▶ **Excerpt**
That raises the question about how "remote" things should need to be. It’s hard to play football without players coming within 2 m of each other. For video games, it’s easy. Players would need to be let into the country, but no "public gathering" would be necessary. Rent some space in an underused office park, put each player in a separate office, and stream the result. While it’ll lack the excitement of a big LANparty-style hall, we’ve gotten used to such hardships.


Re: Where's the context?

Sorry, hit enter too early; apparently you comment by hitting enter in the subject bar.

Anyway, this bit just rehashes a brief Kotaku article. I looked around and didn’t find much that elaborated it elsewhere.

And I feel there’s not enough on exactly how much public health responsibility the Ministry of Sport has, the discretion it has in its ability to exempt sports, and basically every other piece of information that could tell me whether the Ministry could declare curling or bowling or table tennis or any other indoor sport "not a sport" for purposes of the exemption due to public health reasons.

[Items in a dataset]
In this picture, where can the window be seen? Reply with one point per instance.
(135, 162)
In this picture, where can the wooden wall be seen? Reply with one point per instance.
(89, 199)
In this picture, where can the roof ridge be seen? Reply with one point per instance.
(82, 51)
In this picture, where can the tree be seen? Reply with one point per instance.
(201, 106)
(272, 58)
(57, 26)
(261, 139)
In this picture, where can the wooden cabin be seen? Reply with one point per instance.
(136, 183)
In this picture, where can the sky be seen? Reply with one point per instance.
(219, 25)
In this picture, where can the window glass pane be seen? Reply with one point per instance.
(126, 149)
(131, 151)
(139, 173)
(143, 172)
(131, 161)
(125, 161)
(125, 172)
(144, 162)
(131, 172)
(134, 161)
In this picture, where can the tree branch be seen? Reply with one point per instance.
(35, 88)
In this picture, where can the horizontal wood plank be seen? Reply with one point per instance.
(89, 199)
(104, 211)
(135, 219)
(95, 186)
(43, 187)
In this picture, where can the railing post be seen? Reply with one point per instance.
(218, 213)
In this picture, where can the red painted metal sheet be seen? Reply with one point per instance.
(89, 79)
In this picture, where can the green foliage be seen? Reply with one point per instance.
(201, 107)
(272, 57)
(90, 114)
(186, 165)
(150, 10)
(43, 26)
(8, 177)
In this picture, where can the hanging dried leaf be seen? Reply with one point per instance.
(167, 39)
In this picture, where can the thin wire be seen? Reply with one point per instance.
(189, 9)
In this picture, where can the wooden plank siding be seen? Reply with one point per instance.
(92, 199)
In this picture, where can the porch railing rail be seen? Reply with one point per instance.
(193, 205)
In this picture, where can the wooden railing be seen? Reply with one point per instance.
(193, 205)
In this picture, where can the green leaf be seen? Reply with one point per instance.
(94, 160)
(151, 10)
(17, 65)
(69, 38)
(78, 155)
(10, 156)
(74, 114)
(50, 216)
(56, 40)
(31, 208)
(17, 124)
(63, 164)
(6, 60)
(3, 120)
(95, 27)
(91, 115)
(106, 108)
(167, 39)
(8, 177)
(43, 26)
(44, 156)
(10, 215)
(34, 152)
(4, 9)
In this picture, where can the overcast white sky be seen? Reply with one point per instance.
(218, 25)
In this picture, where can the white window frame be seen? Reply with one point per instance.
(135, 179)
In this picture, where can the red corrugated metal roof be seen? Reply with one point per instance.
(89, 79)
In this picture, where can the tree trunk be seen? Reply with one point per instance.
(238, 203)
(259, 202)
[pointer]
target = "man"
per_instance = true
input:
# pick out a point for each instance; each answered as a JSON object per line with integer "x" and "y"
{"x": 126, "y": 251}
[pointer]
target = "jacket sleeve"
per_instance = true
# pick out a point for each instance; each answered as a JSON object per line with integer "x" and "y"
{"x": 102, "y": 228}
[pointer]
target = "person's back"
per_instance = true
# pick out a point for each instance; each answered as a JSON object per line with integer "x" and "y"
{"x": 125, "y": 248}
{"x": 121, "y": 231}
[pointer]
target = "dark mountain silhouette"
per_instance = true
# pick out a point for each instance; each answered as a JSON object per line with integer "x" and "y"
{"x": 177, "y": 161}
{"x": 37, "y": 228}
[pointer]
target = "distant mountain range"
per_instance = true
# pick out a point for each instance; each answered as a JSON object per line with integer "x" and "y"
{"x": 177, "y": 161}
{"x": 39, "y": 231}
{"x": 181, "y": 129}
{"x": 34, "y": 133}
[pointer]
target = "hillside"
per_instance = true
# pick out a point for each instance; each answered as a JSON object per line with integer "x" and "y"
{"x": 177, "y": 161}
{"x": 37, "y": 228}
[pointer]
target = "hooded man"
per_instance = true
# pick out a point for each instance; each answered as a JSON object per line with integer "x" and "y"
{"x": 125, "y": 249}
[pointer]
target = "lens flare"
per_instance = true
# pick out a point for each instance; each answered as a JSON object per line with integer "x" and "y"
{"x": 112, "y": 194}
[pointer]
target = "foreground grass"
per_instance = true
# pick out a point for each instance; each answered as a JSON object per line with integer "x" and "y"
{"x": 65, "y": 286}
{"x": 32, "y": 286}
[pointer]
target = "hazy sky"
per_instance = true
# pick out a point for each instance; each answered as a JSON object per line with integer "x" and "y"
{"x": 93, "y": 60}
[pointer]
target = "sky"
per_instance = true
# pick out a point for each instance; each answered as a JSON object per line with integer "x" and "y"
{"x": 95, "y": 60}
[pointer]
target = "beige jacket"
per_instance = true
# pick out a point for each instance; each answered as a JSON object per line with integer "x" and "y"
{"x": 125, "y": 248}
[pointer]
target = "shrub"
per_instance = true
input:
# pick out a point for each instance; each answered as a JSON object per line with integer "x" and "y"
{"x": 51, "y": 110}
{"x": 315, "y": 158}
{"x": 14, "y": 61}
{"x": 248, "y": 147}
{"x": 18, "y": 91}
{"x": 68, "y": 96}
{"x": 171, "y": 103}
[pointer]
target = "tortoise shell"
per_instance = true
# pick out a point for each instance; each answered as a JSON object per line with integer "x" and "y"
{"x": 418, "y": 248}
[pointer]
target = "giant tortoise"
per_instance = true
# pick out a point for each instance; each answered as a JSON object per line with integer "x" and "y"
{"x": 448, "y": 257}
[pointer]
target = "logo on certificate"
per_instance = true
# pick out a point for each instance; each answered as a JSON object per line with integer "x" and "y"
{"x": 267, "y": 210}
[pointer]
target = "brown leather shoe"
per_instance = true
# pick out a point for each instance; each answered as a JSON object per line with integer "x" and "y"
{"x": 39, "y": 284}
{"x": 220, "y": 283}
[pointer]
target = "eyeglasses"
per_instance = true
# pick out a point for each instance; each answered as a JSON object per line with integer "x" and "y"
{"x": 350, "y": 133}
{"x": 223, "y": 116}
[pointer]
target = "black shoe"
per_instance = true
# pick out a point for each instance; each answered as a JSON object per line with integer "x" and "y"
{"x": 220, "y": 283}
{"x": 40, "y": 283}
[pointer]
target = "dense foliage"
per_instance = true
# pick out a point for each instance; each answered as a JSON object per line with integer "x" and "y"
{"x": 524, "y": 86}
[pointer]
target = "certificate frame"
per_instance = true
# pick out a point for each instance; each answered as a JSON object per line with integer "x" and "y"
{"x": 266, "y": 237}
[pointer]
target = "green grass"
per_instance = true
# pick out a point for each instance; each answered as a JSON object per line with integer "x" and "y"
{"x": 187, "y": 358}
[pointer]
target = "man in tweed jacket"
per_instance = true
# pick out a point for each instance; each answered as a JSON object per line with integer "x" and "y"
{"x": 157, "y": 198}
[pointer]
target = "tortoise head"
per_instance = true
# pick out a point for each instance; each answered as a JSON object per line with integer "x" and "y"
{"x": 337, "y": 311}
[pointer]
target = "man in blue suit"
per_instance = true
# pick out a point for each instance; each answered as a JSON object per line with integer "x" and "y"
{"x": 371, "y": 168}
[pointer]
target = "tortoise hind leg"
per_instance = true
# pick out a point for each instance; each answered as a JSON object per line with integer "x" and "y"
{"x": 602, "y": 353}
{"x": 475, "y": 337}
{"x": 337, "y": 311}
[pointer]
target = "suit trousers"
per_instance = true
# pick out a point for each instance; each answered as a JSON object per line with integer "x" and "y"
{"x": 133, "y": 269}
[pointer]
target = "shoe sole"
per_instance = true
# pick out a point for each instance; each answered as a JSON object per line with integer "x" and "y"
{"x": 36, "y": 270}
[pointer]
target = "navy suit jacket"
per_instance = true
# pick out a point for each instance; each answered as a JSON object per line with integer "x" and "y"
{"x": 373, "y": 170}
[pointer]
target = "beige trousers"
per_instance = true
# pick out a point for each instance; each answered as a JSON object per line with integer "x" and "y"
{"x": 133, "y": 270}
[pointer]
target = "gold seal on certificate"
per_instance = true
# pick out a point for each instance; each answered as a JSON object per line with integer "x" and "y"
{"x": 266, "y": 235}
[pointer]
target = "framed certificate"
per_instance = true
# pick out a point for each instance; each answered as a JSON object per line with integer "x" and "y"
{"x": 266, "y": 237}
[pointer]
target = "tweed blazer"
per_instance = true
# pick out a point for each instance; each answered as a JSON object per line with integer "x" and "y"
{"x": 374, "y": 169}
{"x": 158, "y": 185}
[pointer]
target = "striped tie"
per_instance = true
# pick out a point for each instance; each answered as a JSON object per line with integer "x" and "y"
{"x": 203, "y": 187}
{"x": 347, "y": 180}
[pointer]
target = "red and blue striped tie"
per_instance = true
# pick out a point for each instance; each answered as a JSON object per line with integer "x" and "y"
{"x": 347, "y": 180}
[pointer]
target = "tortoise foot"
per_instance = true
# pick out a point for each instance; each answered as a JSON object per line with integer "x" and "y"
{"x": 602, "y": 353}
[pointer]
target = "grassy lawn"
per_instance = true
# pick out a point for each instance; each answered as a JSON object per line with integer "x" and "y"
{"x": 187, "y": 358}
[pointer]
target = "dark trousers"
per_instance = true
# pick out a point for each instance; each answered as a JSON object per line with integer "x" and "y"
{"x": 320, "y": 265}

▶ **Study questions**
1/ Reproduce the part of the forum excerpt starting at "Sorry, hit enter" and ending at "public health reasons.".
2/ List the indoor sports that the forum excerpt names as examples in its last paragraph.

▶ **Written answers**
1/
Sorry, hit enter too early; apparently you comment by hitting enter in the subject bar.

Anyway, this bit just rehashes a brief Kotaku article. I looked around and didn’t find much that elaborated it elsewhere.

And I feel there’s not enough on exactly how much public health responsibility the Ministry of Sport has, the discretion it has in its ability to exempt sports, and basically every other piece of information that could tell me whether the Ministry could declare curling or bowling or table tennis or any other indoor sport "not a sport" for purposes of the exemption due to public health reasons.

2/ Curling, bowling, table tennis